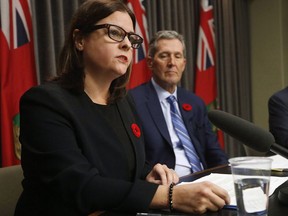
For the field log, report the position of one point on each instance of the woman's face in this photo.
(103, 57)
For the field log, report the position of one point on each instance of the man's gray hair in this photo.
(165, 34)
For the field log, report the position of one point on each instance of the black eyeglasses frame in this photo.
(128, 34)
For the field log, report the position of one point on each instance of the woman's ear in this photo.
(78, 40)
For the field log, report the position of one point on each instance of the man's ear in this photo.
(149, 62)
(78, 40)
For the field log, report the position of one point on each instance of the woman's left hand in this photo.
(161, 174)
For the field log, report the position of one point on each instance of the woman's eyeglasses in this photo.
(118, 34)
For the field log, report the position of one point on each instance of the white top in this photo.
(182, 166)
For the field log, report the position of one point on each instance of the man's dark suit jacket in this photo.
(158, 144)
(278, 116)
(72, 158)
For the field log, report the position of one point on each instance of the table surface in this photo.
(275, 207)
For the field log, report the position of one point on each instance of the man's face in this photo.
(168, 63)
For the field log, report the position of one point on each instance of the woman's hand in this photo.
(161, 174)
(199, 197)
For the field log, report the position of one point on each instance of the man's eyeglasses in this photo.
(118, 34)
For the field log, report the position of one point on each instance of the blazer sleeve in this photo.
(278, 119)
(56, 158)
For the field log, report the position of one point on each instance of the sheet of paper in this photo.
(226, 181)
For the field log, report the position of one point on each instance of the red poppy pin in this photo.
(187, 107)
(136, 130)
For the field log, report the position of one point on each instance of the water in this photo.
(252, 196)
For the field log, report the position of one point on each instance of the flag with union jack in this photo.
(205, 80)
(18, 72)
(140, 71)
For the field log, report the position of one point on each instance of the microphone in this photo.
(246, 132)
(252, 136)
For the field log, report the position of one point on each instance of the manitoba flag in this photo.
(17, 72)
(140, 71)
(205, 80)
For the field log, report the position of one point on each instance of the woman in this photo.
(82, 147)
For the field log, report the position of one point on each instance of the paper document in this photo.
(226, 181)
(279, 162)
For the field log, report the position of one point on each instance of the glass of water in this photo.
(251, 177)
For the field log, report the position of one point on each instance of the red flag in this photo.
(18, 72)
(140, 71)
(205, 81)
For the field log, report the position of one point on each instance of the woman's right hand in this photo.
(199, 197)
(191, 198)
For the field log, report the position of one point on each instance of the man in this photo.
(278, 116)
(164, 141)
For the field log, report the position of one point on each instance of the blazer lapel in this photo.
(188, 117)
(155, 110)
(128, 118)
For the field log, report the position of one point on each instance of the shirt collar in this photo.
(162, 93)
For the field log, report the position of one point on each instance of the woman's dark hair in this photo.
(70, 67)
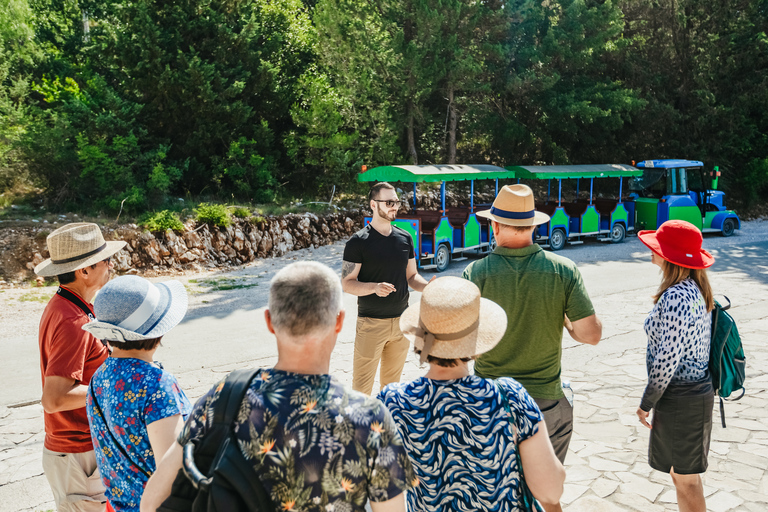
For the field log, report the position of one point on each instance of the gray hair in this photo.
(304, 297)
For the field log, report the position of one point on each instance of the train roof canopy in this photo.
(669, 164)
(434, 173)
(574, 171)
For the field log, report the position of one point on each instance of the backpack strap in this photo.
(231, 396)
(77, 301)
(224, 413)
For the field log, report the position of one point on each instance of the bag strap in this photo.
(224, 413)
(114, 440)
(77, 301)
(231, 396)
(525, 492)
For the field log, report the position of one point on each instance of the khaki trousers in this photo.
(558, 416)
(378, 339)
(75, 481)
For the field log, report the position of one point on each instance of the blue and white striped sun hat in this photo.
(130, 308)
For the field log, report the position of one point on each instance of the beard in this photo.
(384, 215)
━━━━
## INSTRUCTIONS TO FOLLOW
Transcribe the material exactly, leaving every picture out.

## ANSWER TO THE EXERCISE
For the field log, report the position of one point on each instance of the woman's face in this photo.
(103, 57)
For the field log, report the position of one point on each instance of the man's gray hair in this photo.
(165, 34)
For the field log, report the position of one point on each instance of the black eyeglasses frame in this photo.
(128, 34)
For the field log, report the position of one point on each instance of the woman's ear in this photo.
(78, 40)
For the field log, report the position of one point on each instance of the man's ear in this photo.
(149, 62)
(78, 40)
For the field log, report the position of one point on each instance of the woman's left hand in this photo.
(161, 174)
For the field log, report the position of one point on each instance of the woman's eyeglasses in this photo.
(118, 34)
For the field log, report the position of one point on each instance of the white top in this photo.
(182, 166)
For the field log, report the position of one point on each instance of the man's dark suit jacket in this photo.
(158, 144)
(278, 116)
(72, 158)
For the field log, report the position of one point on each instance of the table surface in this photo.
(275, 207)
For the field log, report the position of one point on each instance of the man's face in this photo.
(168, 63)
For the field log, report the position of one point on each instance of the woman's hand in this photo.
(161, 174)
(199, 197)
For the field log, report the position of one point on each instance of the man's eyeglasses in this photo.
(118, 34)
For the field log, report the position of one point on each instance of the blazer sleeve in this photo.
(278, 119)
(56, 158)
For the field log, report the position of one point on each instance of the sheet of paper in this photo.
(226, 181)
For the field log, report the position of one point on each instance of the red poppy pin in this photo.
(187, 107)
(136, 130)
For the field log, report the position of one point on each instance of the water in this photo.
(252, 196)
For the field log, report the position of one point on each instance of the flag with union jack in this photo.
(205, 80)
(18, 72)
(140, 71)
For the field log, report the position of one point on each instance of the microphone in this photo.
(246, 132)
(252, 136)
For the field log, report the position of one point on each instance of the manitoba flag in this photo.
(17, 72)
(140, 71)
(205, 80)
For the field log, report the position of one point on each instance of the woman in this photo.
(82, 147)
For the field log, report the position of one point on each instance of the paper document in this photo.
(226, 181)
(279, 162)
For the field log, report the position of one point on each instance of the glass of water in this photo.
(251, 177)
For the field log, report the position of one point on each instance of the red flag in this photo.
(18, 72)
(140, 71)
(205, 81)
For the field log, report the position of one point on each instance of the woman's right hand in this photo.
(199, 197)
(191, 198)
For the field log, report the position of one point on each instance of the man in this photo.
(278, 116)
(164, 141)
For the field log, report the position of one point on each instance of the blazer lapel in this photo.
(188, 117)
(155, 110)
(128, 118)
For the field log, report the position of one point on each instance of the shirt collar in this photo.
(162, 93)
For the field log, report the position of one point on each instance of the woman's dark hair in this photo.
(70, 67)
For the field log, report the position of one point on each instance of the gray hair in this photo.
(304, 297)
For the field log, report the position of one point on each instance of the train roof canopy in this photo.
(669, 164)
(434, 173)
(574, 171)
For the field log, report the position of one point on each instance of the backpack strap in this photo.
(231, 396)
(77, 301)
(224, 413)
For the field log, report the position of one point on each instance of the bag strap in this photo.
(224, 413)
(114, 440)
(77, 301)
(231, 396)
(525, 492)
For the field log, report the position of one point on each instance of the khaki trousers in this photo.
(558, 416)
(378, 339)
(75, 481)
For the field log, report the position of one point on each instance of the blue and white striped sun hat in this photo.
(130, 308)
For the field log, report the position of one point on each instance of the beard in this photo.
(384, 215)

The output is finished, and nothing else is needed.